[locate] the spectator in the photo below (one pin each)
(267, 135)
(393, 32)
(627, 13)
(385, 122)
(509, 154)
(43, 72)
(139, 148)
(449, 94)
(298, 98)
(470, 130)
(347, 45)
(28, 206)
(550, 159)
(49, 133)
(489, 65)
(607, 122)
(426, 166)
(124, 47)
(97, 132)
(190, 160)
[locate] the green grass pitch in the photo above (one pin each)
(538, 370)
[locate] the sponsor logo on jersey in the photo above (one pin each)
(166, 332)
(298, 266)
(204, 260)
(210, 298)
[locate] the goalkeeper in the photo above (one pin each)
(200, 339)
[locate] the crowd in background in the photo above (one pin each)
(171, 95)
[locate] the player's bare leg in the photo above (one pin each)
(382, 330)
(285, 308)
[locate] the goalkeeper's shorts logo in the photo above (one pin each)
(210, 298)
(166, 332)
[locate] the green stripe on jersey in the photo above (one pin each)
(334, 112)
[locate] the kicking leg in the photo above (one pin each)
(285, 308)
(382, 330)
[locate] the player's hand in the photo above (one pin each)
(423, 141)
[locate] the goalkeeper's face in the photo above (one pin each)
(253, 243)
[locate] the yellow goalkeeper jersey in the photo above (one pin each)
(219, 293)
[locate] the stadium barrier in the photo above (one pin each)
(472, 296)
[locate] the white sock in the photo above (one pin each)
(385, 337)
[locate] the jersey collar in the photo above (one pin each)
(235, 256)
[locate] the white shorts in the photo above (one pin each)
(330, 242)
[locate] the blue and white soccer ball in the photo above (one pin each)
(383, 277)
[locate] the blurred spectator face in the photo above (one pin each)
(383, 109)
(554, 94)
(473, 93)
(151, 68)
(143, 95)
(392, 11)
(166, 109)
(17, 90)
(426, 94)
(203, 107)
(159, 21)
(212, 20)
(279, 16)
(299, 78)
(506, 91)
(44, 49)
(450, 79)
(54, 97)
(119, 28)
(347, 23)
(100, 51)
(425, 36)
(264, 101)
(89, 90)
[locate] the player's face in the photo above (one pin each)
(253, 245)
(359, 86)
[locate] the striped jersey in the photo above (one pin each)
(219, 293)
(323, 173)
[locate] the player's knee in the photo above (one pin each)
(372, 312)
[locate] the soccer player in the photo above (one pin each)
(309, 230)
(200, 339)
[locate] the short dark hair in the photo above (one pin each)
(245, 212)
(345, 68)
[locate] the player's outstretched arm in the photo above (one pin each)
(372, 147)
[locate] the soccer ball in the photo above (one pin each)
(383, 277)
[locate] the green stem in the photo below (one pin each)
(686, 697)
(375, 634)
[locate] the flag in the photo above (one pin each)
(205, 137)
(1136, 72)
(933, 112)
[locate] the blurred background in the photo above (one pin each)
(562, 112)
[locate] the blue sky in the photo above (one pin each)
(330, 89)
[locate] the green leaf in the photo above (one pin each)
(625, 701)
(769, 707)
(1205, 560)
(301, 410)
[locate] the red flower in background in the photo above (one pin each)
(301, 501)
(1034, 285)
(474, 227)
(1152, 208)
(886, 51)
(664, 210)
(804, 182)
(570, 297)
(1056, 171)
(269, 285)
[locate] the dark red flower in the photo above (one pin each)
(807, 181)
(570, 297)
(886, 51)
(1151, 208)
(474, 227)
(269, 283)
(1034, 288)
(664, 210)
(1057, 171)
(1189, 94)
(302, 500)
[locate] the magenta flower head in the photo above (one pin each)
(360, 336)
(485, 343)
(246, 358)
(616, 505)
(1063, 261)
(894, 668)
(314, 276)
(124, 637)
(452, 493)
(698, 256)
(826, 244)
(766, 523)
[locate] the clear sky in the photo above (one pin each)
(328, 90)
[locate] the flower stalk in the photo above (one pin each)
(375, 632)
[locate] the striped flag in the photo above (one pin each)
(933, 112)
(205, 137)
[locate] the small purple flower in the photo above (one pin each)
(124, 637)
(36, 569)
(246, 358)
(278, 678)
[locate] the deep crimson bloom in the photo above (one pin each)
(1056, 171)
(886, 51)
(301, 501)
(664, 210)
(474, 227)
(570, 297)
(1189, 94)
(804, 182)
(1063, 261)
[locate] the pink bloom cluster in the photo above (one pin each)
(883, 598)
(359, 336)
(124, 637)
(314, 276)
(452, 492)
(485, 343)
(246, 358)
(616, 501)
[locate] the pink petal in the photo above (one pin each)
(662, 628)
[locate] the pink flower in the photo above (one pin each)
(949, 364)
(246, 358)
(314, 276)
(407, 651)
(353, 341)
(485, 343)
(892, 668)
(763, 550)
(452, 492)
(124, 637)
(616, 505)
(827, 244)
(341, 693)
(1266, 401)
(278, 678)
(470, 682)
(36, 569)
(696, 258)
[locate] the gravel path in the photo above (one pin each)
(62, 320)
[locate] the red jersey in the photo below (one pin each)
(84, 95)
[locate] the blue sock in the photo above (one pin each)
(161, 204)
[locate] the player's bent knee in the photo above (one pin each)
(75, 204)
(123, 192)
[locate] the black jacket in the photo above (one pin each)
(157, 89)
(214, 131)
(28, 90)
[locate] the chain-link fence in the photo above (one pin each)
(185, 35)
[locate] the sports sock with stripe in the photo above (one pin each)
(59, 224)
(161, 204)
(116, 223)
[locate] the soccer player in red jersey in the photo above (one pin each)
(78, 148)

##########

--- What to do ---
Please copy, word for word, everything from the row containing "[locate] the dark" down to the end of the rows.

--- Response to this task ---
[locate] the dark red flower in the photo above (one pin each)
(807, 181)
(570, 297)
(886, 51)
(1151, 208)
(474, 227)
(269, 283)
(1034, 288)
(664, 210)
(1057, 171)
(1189, 94)
(302, 500)
[locate] the magenta flower head in the photo above (one pin each)
(360, 336)
(485, 343)
(246, 358)
(616, 505)
(1063, 261)
(894, 668)
(314, 276)
(124, 637)
(452, 493)
(698, 256)
(826, 244)
(766, 523)
[locate] the clear sky in the photo above (one pin each)
(328, 90)
[locate] the flower stalk in the photo above (one pin each)
(375, 632)
[locate] the striped flag in the photo above (one pin each)
(933, 112)
(205, 137)
[locate] the small purple flower in the photo above (one pin each)
(124, 637)
(36, 569)
(246, 358)
(278, 678)
[locate] the deep crimson bloom in the photo above (one pin each)
(1056, 171)
(886, 51)
(301, 501)
(664, 210)
(474, 227)
(570, 297)
(1189, 94)
(804, 182)
(1063, 261)
[locate] the pink bloom cluster in the photo above (one pin each)
(883, 598)
(359, 336)
(124, 637)
(314, 276)
(452, 492)
(485, 343)
(246, 358)
(616, 501)
[locate] the pink petal in the photo above (one pin each)
(662, 628)
[locate] the pink flower in the photo above (one pin each)
(949, 364)
(246, 358)
(314, 276)
(407, 651)
(353, 341)
(485, 343)
(892, 668)
(763, 550)
(452, 492)
(124, 637)
(616, 505)
(827, 244)
(341, 693)
(1266, 401)
(278, 678)
(470, 682)
(36, 569)
(696, 258)
[locate] the gravel path in the photo above (one pin each)
(62, 320)
[locate] the red jersey in the photo below (one pin each)
(84, 95)
[locate] the blue sock in the photo above (one pin each)
(161, 204)
[locate] the player's bent knee in the photo above (one pin each)
(75, 204)
(123, 192)
[locate] the black jacket in the photo above (one pin each)
(157, 89)
(214, 131)
(28, 90)
[locate] the chain-link fence in the photo above (one pin each)
(185, 35)
[locate] the sports sock with stripe in the photo above (one pin each)
(59, 224)
(161, 204)
(116, 223)
[locate] the soccer player in red jersey in the photo above (one pin each)
(78, 148)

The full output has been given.